ISSN 2477-1686

 Vol. 7 No. 5 Maret 2021

 

RIVALITAS ANTAR SUPORTER DI INDONESIA

 

Oleh

Alfinyogia Rahman & Mochammad Sa’id

Fakultas Pendidikan Psikologi, Universitas Negeri Malang

 

 

Pendahuluan

Sepak bola telah menjadi salah satu cabang olahraga di Indonesia yang sudah menjadi tontonan wajib. Mulai dari kalangan anak-anak sampai orang dewasa rela untuk mendukung tim kebanggaannya saat berlaga. Pendukung sepak bola atau yang biasa kita sebut dengan suporter ini sudah tersebar luas di berbagai daerah yang ada di Indonesia. Suporter tidak hanya terdiri dari kaum pria saja, tetapi juga dari kaum perempuan yang ikut andil dalam mendukung tim kebanggaannya saat berlaga.

+ + + +

* KERJAKAN TUGAS BERIKUT *
(1) Sebutkan semua kelompok orang yang menurut artikel tentang suporter sepak bola ini ikut mendukung tim kebanggaannya.
(2) Dari fakultas dan universitas mana penulis artikel tentang rivalitas suporter ini berasal?
(3) Lanjutkan artikel tentang rivalitas suporter sepak bola di Indonesia mulai setelah kalimat terakhirnya.
Data berikut tidak ada hubungannya dengan artikel di atas.

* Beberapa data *
+ + + +

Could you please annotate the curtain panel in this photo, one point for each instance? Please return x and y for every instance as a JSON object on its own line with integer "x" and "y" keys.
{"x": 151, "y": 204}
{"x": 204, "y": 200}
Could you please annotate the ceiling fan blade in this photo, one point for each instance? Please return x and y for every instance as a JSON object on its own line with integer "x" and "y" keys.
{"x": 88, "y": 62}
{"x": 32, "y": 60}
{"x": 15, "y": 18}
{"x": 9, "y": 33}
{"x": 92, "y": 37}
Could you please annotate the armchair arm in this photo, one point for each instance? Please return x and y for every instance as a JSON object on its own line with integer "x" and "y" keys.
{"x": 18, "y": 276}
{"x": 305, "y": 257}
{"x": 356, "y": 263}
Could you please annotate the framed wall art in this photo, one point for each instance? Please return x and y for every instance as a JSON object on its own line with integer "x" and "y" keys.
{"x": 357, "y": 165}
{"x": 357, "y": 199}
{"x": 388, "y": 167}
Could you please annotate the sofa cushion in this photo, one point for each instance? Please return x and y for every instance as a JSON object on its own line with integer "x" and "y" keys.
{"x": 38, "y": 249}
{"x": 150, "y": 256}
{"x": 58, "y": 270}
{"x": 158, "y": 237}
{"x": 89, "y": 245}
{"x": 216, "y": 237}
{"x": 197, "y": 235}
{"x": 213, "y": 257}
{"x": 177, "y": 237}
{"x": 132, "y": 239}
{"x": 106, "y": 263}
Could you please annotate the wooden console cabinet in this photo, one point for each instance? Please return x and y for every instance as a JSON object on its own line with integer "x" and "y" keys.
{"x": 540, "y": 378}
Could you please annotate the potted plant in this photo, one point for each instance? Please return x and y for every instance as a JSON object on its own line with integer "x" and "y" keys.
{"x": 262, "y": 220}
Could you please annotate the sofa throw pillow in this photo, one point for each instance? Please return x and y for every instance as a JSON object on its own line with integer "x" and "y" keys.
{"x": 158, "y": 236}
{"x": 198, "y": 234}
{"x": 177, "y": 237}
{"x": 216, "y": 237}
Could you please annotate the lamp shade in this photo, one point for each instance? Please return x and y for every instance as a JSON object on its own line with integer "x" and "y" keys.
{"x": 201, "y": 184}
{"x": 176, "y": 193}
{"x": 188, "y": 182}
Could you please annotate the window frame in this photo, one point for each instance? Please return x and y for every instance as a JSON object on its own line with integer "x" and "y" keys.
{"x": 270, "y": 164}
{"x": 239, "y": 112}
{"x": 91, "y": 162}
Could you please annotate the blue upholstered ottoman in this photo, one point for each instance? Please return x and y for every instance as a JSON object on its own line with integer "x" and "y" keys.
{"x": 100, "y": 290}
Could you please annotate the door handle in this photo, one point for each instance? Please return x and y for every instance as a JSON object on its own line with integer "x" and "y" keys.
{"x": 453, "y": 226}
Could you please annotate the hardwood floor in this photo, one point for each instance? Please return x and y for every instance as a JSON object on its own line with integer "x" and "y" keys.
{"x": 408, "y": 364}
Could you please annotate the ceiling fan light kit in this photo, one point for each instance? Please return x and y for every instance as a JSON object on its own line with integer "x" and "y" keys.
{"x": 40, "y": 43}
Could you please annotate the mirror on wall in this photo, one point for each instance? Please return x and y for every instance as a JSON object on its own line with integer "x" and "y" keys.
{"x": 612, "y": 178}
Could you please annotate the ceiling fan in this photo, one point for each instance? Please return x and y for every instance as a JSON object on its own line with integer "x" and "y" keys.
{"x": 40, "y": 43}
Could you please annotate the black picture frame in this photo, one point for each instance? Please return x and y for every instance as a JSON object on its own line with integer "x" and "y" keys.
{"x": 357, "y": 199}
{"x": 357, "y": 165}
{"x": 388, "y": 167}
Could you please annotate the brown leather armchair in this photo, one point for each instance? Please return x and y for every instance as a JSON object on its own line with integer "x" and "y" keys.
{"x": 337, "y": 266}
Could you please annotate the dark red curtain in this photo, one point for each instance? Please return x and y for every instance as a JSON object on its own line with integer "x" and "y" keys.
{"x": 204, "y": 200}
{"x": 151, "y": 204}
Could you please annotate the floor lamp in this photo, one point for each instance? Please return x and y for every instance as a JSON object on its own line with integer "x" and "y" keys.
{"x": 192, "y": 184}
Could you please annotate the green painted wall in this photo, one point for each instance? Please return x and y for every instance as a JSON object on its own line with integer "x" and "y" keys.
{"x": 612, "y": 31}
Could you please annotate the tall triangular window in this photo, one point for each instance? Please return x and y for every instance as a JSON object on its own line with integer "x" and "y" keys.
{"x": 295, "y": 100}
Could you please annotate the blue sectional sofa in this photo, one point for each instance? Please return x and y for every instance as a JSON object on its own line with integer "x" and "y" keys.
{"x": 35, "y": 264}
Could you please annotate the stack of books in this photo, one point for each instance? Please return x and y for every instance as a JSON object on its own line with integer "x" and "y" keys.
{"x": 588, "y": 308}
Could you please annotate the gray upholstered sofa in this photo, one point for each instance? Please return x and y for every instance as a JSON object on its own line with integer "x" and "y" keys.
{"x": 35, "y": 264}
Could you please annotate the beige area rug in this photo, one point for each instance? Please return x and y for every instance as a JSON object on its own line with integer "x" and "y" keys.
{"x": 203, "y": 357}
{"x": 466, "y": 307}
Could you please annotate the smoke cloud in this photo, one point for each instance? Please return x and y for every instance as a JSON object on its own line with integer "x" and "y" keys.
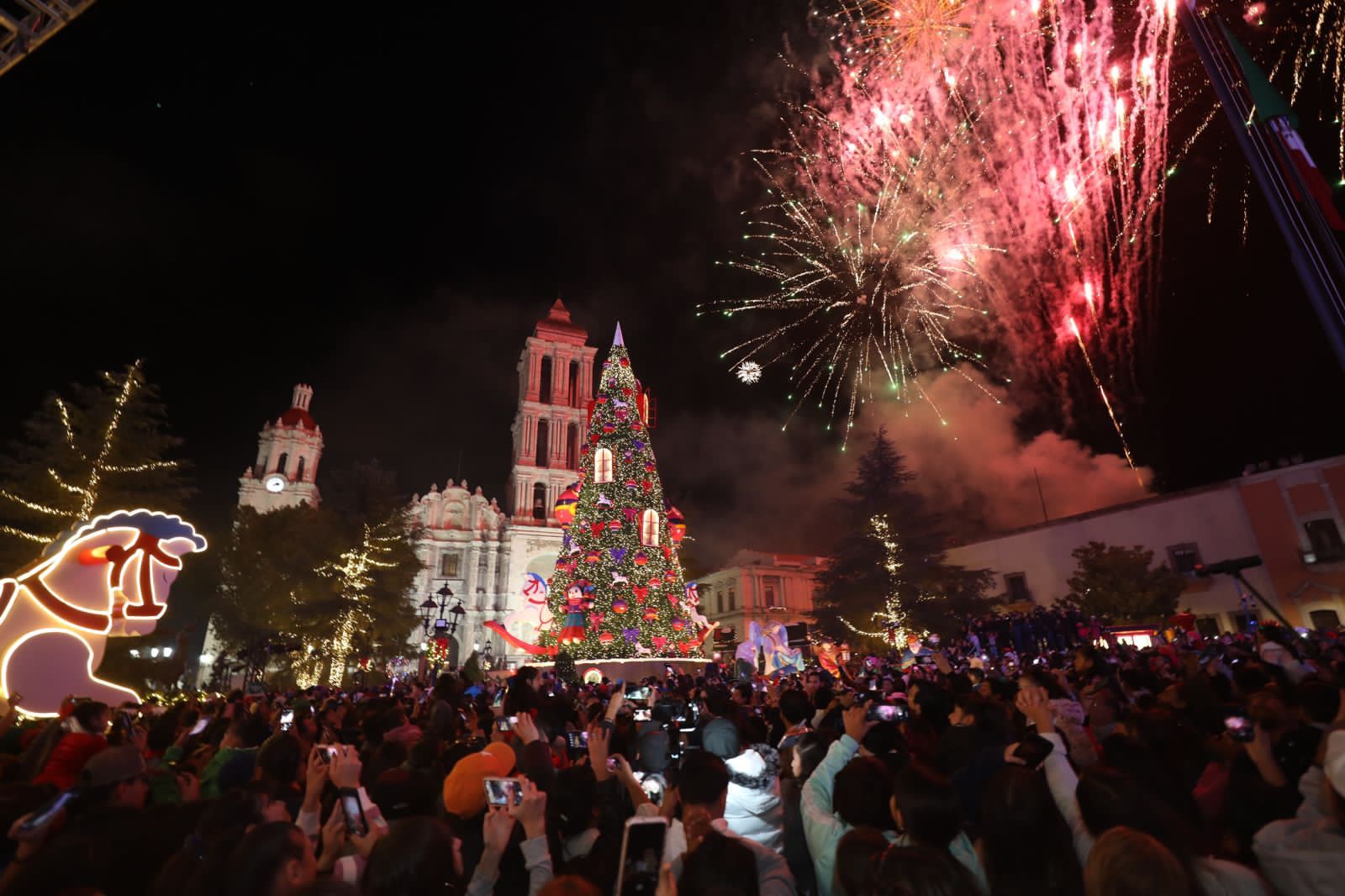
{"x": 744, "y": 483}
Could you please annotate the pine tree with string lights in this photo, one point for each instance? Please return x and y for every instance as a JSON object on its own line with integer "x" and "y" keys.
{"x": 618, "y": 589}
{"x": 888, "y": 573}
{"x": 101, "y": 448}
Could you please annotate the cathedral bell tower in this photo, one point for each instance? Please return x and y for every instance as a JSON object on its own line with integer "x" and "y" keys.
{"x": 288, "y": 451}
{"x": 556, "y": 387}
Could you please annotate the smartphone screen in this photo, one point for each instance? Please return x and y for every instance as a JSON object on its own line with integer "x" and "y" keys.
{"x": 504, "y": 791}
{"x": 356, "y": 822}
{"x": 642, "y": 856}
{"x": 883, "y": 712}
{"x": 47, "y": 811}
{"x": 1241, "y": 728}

+ + + +

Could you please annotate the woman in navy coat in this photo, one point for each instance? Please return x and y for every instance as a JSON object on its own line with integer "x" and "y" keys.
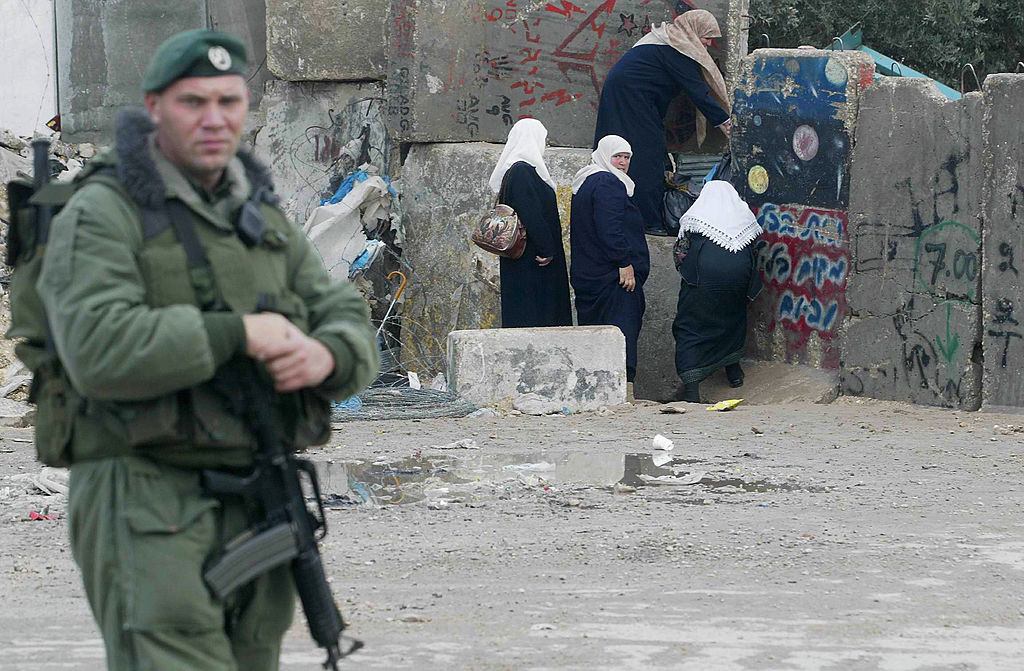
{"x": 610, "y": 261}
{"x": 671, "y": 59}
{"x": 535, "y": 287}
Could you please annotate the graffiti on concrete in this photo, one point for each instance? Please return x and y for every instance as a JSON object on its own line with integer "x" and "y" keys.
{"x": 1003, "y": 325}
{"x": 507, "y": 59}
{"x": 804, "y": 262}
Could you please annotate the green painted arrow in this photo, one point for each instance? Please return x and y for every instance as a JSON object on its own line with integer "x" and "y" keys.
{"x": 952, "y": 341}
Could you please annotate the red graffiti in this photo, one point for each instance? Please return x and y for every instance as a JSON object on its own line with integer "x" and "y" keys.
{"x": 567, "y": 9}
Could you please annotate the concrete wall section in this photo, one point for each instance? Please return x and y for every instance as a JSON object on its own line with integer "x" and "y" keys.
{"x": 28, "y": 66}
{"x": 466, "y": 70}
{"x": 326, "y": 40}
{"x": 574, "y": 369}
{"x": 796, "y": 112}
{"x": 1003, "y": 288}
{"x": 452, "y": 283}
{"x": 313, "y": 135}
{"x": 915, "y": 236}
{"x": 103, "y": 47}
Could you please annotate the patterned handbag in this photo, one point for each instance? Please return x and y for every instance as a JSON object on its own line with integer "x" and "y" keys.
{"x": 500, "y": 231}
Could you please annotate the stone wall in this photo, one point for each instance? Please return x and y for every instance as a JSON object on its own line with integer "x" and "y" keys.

+ + + +

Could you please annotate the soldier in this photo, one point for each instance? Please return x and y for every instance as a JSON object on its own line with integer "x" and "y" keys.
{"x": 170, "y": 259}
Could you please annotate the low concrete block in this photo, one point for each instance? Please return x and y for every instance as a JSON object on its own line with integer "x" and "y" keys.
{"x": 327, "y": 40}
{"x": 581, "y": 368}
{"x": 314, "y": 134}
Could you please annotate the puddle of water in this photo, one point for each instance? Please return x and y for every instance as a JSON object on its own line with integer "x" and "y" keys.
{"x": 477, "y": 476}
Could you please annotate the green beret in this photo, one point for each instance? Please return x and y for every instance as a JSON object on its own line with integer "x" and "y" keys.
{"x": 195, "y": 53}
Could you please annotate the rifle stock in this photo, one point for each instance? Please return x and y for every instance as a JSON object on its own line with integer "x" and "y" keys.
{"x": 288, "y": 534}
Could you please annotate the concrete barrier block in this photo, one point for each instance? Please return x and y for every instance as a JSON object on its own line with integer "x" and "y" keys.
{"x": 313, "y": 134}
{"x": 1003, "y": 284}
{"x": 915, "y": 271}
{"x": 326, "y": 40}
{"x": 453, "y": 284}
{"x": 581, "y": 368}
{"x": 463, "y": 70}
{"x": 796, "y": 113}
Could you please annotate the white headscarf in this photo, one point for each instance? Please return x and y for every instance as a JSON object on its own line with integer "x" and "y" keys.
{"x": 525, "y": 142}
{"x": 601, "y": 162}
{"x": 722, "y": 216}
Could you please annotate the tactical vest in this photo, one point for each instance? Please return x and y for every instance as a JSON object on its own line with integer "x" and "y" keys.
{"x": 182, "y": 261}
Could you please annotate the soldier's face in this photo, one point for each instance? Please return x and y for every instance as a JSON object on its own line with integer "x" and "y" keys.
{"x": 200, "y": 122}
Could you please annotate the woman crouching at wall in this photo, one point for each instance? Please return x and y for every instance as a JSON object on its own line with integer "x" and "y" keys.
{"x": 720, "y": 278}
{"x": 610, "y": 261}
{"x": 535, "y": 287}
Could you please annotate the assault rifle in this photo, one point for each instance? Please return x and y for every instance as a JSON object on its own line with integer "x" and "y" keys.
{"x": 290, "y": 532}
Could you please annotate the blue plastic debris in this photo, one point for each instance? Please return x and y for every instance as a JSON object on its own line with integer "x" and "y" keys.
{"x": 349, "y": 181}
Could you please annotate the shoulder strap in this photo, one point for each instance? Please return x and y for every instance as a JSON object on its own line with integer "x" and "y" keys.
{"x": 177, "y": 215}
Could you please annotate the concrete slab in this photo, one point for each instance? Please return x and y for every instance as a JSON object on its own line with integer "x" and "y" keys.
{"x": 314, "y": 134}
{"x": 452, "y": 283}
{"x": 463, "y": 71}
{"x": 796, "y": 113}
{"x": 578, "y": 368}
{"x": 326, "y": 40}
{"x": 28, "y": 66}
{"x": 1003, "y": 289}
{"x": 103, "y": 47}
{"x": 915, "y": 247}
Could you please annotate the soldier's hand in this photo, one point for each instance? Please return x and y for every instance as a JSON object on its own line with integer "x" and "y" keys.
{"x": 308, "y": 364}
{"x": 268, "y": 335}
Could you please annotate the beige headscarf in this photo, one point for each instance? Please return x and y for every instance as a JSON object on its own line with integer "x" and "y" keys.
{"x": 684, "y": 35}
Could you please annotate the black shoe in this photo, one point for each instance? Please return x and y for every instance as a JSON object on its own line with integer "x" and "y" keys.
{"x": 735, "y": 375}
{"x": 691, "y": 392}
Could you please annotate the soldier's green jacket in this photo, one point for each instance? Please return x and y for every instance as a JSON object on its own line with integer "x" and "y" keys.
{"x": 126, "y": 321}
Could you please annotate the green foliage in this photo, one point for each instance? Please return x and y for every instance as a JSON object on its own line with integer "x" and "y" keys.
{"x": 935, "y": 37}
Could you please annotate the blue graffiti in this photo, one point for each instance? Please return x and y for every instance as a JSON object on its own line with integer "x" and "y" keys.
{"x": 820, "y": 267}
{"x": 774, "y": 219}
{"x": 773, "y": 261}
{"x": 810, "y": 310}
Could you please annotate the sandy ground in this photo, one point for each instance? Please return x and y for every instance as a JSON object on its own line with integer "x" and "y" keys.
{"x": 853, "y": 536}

+ + + +

* JAWABAN TUGAS *
(1) Anak-anak, orang dewasa, kaum pria, dan kaum perempuan.

(2) Fakultas Pendidikan Psikologi, Universitas Negeri Malang.

(3)
Dengan banyaknya pendukung atau suporter yang telah tersebar di Indonesia ini, tidak menutup kemungkinan juga akan menimbulkan berbagai konflik atau gesekan antar suporter yang disebabkan oleh tingginya rivalitas itu sendiri. Selain tingginya rivalitas antar suporter, persaingan di liga Indonesia yang ketat membuat para supporter melakukan berbagai cara agar tim kebanggaannya bisa meraih kemenangan. Mulai dari hinaan di media sosial sampai larangan tim tamu untuk datang ke stadion pun dilakukan. Meskipun pihak kepolisian sudah memberikan larangan kehadiran di stadion kepada suporter klub yang berpotensi menimbulkan konflik, para suporter tetap saja tidak menghiraukannya. Dan hal-hal inilah yang nantinya akan bisa memakan korban jiwa. Menurut data dari Litbang Save Our Soccer (SOS), 76 suporter tewas akibat mendukung tim sepak bola kebanggan mereka, terhitung dari sejak tahun 1994 (Wirajati, 2018).

 

Mengapa Terus Terjadi?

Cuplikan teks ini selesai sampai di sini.